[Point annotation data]
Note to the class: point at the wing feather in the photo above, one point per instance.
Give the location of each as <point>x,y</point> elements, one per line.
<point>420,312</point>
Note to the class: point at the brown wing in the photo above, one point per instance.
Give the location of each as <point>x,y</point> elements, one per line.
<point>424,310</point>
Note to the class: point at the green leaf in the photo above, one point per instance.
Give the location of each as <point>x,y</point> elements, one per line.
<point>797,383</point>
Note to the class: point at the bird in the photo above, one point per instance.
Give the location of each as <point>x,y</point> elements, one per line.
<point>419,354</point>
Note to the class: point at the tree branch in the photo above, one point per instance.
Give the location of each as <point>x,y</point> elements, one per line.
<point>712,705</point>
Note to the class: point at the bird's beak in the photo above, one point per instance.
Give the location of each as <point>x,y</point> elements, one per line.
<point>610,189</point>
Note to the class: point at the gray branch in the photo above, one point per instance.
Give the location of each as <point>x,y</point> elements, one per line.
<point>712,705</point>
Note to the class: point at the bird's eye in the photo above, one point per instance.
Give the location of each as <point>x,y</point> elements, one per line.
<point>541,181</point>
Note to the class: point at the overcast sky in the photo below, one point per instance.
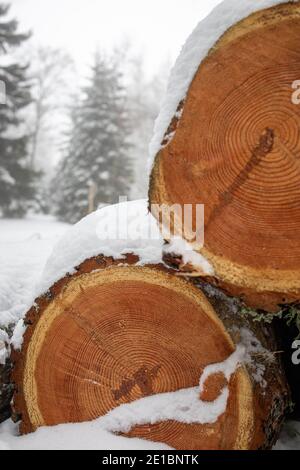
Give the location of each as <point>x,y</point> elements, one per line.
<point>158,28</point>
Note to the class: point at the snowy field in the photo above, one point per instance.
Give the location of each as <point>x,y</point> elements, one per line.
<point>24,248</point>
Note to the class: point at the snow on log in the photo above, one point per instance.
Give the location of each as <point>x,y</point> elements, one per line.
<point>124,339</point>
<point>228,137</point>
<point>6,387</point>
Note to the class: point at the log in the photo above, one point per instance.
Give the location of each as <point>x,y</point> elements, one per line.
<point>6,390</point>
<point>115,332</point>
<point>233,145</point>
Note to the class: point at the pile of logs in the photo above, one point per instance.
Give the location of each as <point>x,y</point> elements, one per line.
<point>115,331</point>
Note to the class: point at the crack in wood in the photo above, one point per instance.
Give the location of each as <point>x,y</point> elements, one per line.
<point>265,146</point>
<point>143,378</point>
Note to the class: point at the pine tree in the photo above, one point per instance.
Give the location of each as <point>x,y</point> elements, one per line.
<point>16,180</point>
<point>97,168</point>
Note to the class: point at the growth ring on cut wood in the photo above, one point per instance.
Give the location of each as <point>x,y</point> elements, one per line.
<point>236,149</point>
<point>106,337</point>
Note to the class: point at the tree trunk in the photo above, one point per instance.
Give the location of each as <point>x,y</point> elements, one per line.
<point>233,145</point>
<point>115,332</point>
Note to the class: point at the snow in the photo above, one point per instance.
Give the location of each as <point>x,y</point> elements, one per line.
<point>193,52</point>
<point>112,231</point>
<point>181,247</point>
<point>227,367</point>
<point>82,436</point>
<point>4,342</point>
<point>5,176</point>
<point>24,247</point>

§ To be done:
Copy the material above word for word, leaving out the pictures.

§ Full output:
Note to the class: point at the wing feather in the photo above, one point per instance.
Give the location of each as <point>x,y</point> elements, one per line.
<point>420,312</point>
Note to the class: point at the brown wing in the photo above, one point per instance.
Give the location of each as <point>x,y</point> elements, one per line.
<point>424,310</point>
Note to the class: point at the green leaf in the photo above, one point per instance.
Give the location of each as <point>x,y</point> elements, one per line.
<point>797,383</point>
Note to the class: point at the bird in the photo above, one point per instance.
Give the location of each as <point>x,y</point> elements, one per line.
<point>419,354</point>
Note to the class: point at the tree branch in the photo above, one point per instance.
Give the location of each as <point>x,y</point> elements, one per line.
<point>712,705</point>
Note to the class: point at the bird's beak in the photo above, one point per instance.
Give the location of each as <point>x,y</point> elements, one per line.
<point>610,189</point>
Note to the class: point at the gray branch in the photo above, one point per instance.
Give the location of each as <point>x,y</point> elements, one per line.
<point>712,705</point>
Note to the class: point at the bird's eye in the photo above, one point per instance.
Give the location of each as <point>x,y</point> elements, one per line.
<point>541,181</point>
Note to the class: point at the overcast sky in the photo below, one point per instance.
Give the location of each as <point>x,y</point> elements, one per line.
<point>158,28</point>
Note to the class: point at the snowy field in the photo above, one point per instance.
Give the location of each as <point>x,y</point> elements, one per line.
<point>24,248</point>
Note to the class: point at the snow on log in the photo above, one point per instance.
Give the location of each as <point>x,y</point> elements, one per line.
<point>124,339</point>
<point>228,137</point>
<point>6,387</point>
Note to the class: point at the log in the photo above, one point per instance.
Give the location of each as <point>x,y</point> elements, one per line.
<point>6,390</point>
<point>115,332</point>
<point>233,145</point>
Note to the class: point at the pile of logs in the photo above, one point per instance.
Give the location of each as <point>x,y</point> elements, one per line.
<point>115,331</point>
Note to the class: point at the crack in wood in the photo above, one point per instance.
Give the location of each as <point>x,y</point> elements, one per line.
<point>265,146</point>
<point>143,378</point>
Note to the class: point at the pine tree in the photo above, one point per instance.
Give the location of each as <point>x,y</point> elements, one per line.
<point>16,180</point>
<point>97,168</point>
Note to the class: point at the growth ring on cut wood in the photo above, one point per instance.
Give the location of each as <point>x,y</point> elements, one per line.
<point>236,149</point>
<point>106,337</point>
Note to the class: point at the tree trunk in the photo above, one point per instance.
Give the location of each as <point>x,y</point> elements, one per line.
<point>233,145</point>
<point>115,332</point>
Note to the class: point at the snow in the photo above, one point per instance.
Give the location of each as <point>x,y</point> elements, one per line.
<point>193,52</point>
<point>112,231</point>
<point>181,247</point>
<point>227,367</point>
<point>82,436</point>
<point>4,342</point>
<point>5,176</point>
<point>24,247</point>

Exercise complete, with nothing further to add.